** Task inputs follows **

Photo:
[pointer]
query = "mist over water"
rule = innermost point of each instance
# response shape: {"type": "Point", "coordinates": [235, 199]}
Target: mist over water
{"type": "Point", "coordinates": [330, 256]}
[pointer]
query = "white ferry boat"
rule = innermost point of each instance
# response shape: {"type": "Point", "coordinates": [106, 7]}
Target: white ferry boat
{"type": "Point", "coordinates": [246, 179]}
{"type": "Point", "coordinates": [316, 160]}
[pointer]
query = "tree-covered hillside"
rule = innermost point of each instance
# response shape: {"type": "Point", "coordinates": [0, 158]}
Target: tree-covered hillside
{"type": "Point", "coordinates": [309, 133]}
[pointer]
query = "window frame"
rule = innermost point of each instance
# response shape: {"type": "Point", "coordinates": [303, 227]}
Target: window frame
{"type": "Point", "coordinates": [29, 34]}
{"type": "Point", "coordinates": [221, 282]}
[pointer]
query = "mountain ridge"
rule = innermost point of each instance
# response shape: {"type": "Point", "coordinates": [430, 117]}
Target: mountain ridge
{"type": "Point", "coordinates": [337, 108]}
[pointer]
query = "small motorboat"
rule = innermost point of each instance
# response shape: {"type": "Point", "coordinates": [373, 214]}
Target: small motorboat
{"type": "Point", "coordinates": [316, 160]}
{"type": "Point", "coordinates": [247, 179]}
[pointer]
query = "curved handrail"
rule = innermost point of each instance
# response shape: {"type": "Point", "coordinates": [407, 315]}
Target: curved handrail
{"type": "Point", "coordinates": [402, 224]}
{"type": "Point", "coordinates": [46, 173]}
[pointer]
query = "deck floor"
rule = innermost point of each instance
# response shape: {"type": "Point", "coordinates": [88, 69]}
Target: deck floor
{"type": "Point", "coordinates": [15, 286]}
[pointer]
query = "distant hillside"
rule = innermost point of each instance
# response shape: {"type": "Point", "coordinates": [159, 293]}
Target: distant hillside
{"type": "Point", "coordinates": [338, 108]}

** End of Task inputs **

Task brief → Repeat all of the records, letter for letter.

Task result →
Photo:
[pointer]
query = "mist over water"
rule = innermost point of each instance
# response shape: {"type": "Point", "coordinates": [235, 199]}
Target: mist over water
{"type": "Point", "coordinates": [330, 256]}
[pointer]
query = "white ferry boat"
rule = innermost point of each instance
# response shape: {"type": "Point", "coordinates": [106, 7]}
Target: white ferry boat
{"type": "Point", "coordinates": [246, 179]}
{"type": "Point", "coordinates": [316, 160]}
[pointer]
query = "tree-covered hillside"
rule = innermost point of each instance
# response shape: {"type": "Point", "coordinates": [0, 158]}
Target: tree-covered hillside
{"type": "Point", "coordinates": [309, 133]}
[pointer]
query = "window frame"
rule = innermost point of each instance
# response shape: {"type": "Point", "coordinates": [303, 227]}
Target: window frame
{"type": "Point", "coordinates": [29, 34]}
{"type": "Point", "coordinates": [221, 282]}
[pointer]
query = "mountain ridge"
rule = innermost point of each instance
# response shape: {"type": "Point", "coordinates": [430, 117]}
Target: mountain ridge
{"type": "Point", "coordinates": [337, 108]}
[pointer]
query = "small motorboat"
rule = innermost point of each instance
# response shape: {"type": "Point", "coordinates": [373, 214]}
Target: small motorboat
{"type": "Point", "coordinates": [316, 160]}
{"type": "Point", "coordinates": [247, 179]}
[pointer]
query = "curved handrail"
rule = innermost point of each instance
# response shape: {"type": "Point", "coordinates": [407, 315]}
Target: curved handrail
{"type": "Point", "coordinates": [402, 224]}
{"type": "Point", "coordinates": [46, 173]}
[pointer]
query = "deck floor"
rule = innermost point of each instance
# response shape: {"type": "Point", "coordinates": [88, 69]}
Target: deck floor
{"type": "Point", "coordinates": [15, 286]}
[pointer]
query = "distant hillside"
rule = innermost point of each instance
# response shape: {"type": "Point", "coordinates": [159, 293]}
Target: distant hillside
{"type": "Point", "coordinates": [338, 108]}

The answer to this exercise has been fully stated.